__Exercise aim__.
Repeat each entry word for word.
________________
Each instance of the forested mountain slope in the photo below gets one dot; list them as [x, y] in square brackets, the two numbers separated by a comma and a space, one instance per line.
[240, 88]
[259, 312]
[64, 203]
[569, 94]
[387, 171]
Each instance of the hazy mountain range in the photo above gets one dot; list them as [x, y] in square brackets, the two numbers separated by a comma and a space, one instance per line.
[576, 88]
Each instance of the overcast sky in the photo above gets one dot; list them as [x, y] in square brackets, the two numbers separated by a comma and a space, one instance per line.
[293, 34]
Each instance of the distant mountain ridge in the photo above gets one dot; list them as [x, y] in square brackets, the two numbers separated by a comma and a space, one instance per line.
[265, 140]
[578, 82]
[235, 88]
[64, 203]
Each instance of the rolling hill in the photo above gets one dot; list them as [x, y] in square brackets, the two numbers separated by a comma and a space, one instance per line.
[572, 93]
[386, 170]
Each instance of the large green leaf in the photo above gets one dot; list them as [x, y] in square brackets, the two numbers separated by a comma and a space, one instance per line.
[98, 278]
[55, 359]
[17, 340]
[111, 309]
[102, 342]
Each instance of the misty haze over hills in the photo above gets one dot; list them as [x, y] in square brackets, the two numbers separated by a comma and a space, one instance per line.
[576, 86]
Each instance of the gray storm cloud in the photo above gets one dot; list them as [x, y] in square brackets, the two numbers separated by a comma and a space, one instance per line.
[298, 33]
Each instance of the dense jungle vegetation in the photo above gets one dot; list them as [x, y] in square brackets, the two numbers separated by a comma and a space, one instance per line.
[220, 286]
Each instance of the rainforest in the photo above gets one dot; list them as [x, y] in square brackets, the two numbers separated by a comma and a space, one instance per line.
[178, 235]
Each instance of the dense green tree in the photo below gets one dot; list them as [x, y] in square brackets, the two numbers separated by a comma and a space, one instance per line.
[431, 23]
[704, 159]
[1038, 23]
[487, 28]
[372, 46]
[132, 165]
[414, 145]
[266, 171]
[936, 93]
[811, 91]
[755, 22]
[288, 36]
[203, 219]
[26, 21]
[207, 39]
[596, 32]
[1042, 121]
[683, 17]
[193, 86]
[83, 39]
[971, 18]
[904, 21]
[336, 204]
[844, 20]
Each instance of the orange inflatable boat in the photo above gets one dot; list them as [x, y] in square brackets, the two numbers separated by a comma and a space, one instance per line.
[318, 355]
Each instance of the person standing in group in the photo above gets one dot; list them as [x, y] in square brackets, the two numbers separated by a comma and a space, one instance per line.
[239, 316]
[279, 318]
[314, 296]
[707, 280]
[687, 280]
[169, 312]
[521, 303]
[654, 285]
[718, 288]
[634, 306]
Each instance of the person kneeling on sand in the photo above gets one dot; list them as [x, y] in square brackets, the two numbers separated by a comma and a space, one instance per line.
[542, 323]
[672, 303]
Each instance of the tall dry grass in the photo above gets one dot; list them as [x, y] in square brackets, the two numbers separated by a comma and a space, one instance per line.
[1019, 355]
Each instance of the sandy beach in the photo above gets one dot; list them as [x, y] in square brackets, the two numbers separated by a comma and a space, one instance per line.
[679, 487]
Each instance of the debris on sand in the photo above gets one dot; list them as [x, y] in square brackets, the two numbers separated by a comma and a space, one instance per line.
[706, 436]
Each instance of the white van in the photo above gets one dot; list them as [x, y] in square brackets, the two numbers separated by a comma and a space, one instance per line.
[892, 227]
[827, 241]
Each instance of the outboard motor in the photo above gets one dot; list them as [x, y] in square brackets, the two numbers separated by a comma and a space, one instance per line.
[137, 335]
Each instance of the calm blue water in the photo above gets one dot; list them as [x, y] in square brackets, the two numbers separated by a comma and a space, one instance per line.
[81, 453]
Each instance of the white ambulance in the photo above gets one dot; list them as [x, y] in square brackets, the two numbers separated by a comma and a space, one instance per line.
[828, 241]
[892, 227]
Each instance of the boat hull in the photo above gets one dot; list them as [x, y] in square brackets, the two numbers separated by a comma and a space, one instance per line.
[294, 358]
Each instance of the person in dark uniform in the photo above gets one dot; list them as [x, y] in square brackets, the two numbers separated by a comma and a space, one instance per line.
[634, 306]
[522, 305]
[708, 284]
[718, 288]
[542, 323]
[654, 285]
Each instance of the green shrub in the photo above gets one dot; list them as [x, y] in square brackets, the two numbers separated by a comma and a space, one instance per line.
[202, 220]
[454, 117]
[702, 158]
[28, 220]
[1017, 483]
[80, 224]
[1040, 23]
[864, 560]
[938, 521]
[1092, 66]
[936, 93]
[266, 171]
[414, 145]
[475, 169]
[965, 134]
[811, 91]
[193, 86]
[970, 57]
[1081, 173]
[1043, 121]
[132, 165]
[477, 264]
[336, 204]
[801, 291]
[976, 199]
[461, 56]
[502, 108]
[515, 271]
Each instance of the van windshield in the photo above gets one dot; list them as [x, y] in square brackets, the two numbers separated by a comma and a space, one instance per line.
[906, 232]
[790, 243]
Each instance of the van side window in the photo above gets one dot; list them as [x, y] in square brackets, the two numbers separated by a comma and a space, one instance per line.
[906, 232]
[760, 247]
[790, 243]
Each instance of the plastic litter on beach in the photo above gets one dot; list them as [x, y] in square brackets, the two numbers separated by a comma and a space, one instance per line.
________________
__Response to this exercise__.
Each instance of the forested mountain slope in the photo below gets one dot; list them as [x, y] in square brackets, the two numbers separated by a comma and a space, one instance per line.
[240, 88]
[259, 312]
[64, 203]
[569, 94]
[387, 171]
Each instance of the hazy mountain range in the photo above gets one dot; list them as [x, y] in square brackets, the two numbers separated by a comma and a space, one instance per line.
[576, 88]
Each instance of the overcast sky in the photo above gets one dot; list them as [x, y] in square brackets, the two numbers separated by a comma and a space, one instance per line.
[293, 34]
Each instance of the distant mountain ridge in the photo above gets one dot; list them as [x, y] in square brackets, the two numbers separated by a comma and a space, one instance per line.
[265, 140]
[578, 82]
[235, 88]
[64, 203]
Each instance of the rolling hill in the photo above gets one dot; list them as [x, y] in square brackets, the two numbers separated by a comma and a space, one instance per line.
[572, 93]
[386, 170]
Each instance of the large green leaf in the photo above gets one dot; list them as [x, y] in square brackets, the two numbers separated by a comma and a space, one instance per line.
[98, 278]
[55, 359]
[17, 340]
[111, 309]
[102, 342]
Each instance of the misty haze over hills in the photo above gets one dot; list them as [x, y] in square brackets, the two numbers separated by a comma and a space, one instance per line.
[576, 86]
Each instance of the gray storm cloud in the photo above gets one dot; list them as [x, y] in square brackets, the two numbers separated by a comma and a space, one instance per line.
[298, 33]
Each instance of the dense jungle vegetation in the photo above gets one dot; list them as [x, y] in square brackets, the two numbers separated by a comma and a space, one instance per line.
[220, 286]
Each instance of the rainforest in the photo above gets one dot; list them as [x, y] in square brackets, the two numbers separated by a comma and a space, one instance per line.
[178, 235]
Each instance of the dense green tree in the photo below gets one dot; list them as [x, y] in square brackets, the two numbers separated by a comma and a space, one instance per line.
[431, 23]
[704, 159]
[1038, 23]
[487, 28]
[372, 46]
[132, 165]
[414, 145]
[266, 171]
[936, 93]
[811, 91]
[755, 22]
[288, 36]
[203, 219]
[26, 21]
[207, 39]
[596, 32]
[1042, 121]
[683, 17]
[193, 86]
[83, 39]
[971, 18]
[904, 21]
[336, 204]
[844, 20]
Each instance of the orange inflatable boat in the photo above gets one dot; list them as [x, y] in square brackets, the two numbers separated by a comma and a space, one instance per line.
[318, 355]
Each instance of the person standing in group in the photo above gets one dot; list them as [x, y] in square brackets, the two numbers separated by a comma and a space, one instance per line.
[239, 316]
[279, 318]
[314, 296]
[707, 280]
[687, 280]
[169, 312]
[521, 303]
[654, 285]
[718, 288]
[634, 306]
Each instance of the person kneeling on sand in the photo above gets one dot; list them as [x, y] in square brackets, the two numbers separated by a comma and a space, one instance per line.
[542, 323]
[672, 303]
Each instance of the tall dry grass in the photo above gets one dot; list them as [x, y] in square brackets, the two numbers separated by a comma and a space, one instance per line.
[1019, 355]
Each instance of the sandy beach in the photo above gets one dot; list them as [x, y] in square brackets, the two numbers separated by a comma and a space, one instance per line.
[679, 487]
Each instance of the debris on sand in the photo above gets one dot; list them as [x, y] in square brackets, the two numbers separated by a comma and a space, one instance per line.
[706, 436]
Each instance of the white van in the photo above gets one dot; list them as [x, y] in square brackets, the two numbers separated by a comma and a space, one instance per line.
[892, 227]
[827, 241]
Each instance of the outboard motor in the photo above gets one dot; list them as [x, y] in square brackets, the two numbers separated by a comma and a space, one instance per line.
[137, 335]
Each instance of the calm blue water in the photo above gets one dot; list them as [x, y] in square brackets, the two numbers separated by a comma and a space, one instance per line.
[81, 453]
Each instance of the white ambulance in the photo above gets one dot; list them as [x, y] in square brackets, the two numbers separated by a comma and a space, one instance per line.
[828, 241]
[892, 227]
Each instance of the boat hull in the photo above gets one dot; list them as [x, y] in square brackets, the two numbers separated by a comma and a space, one instance per line.
[294, 358]
Each instance of the person in dark uniform in the photo above gets one dot; list them as [x, y] in square brackets, the two numbers separated by a comma and a space, one instance per line.
[634, 306]
[522, 305]
[708, 284]
[718, 288]
[542, 323]
[654, 285]
Each instance of the green shrub in the photo above gets one dot; list them as [x, y] in square brackets, the two numbers separated by a comma and a space, one instance per line.
[202, 220]
[454, 117]
[702, 158]
[28, 220]
[1017, 483]
[80, 224]
[1040, 23]
[864, 560]
[938, 521]
[1092, 66]
[936, 93]
[266, 171]
[414, 145]
[475, 169]
[965, 134]
[811, 91]
[193, 86]
[970, 57]
[1081, 173]
[1043, 121]
[132, 165]
[477, 264]
[336, 204]
[801, 291]
[976, 199]
[461, 56]
[502, 108]
[515, 271]
Each instance of the van windshield in the photo above gets one dot; list them as [x, y] in square brackets, the two numbers separated by a comma and a space, one instance per line.
[906, 232]
[790, 243]
Each instance of the van side window in the photo above gets one dot; list them as [x, y] in square brackets, the two numbers separated by a comma and a space, one instance per line.
[906, 232]
[760, 247]
[790, 243]
Each instance of the plastic litter on beach in the photo above gets one dot; list them as [x, y] in square brackets, the two numbers separated by a comma and a space, one instance per line.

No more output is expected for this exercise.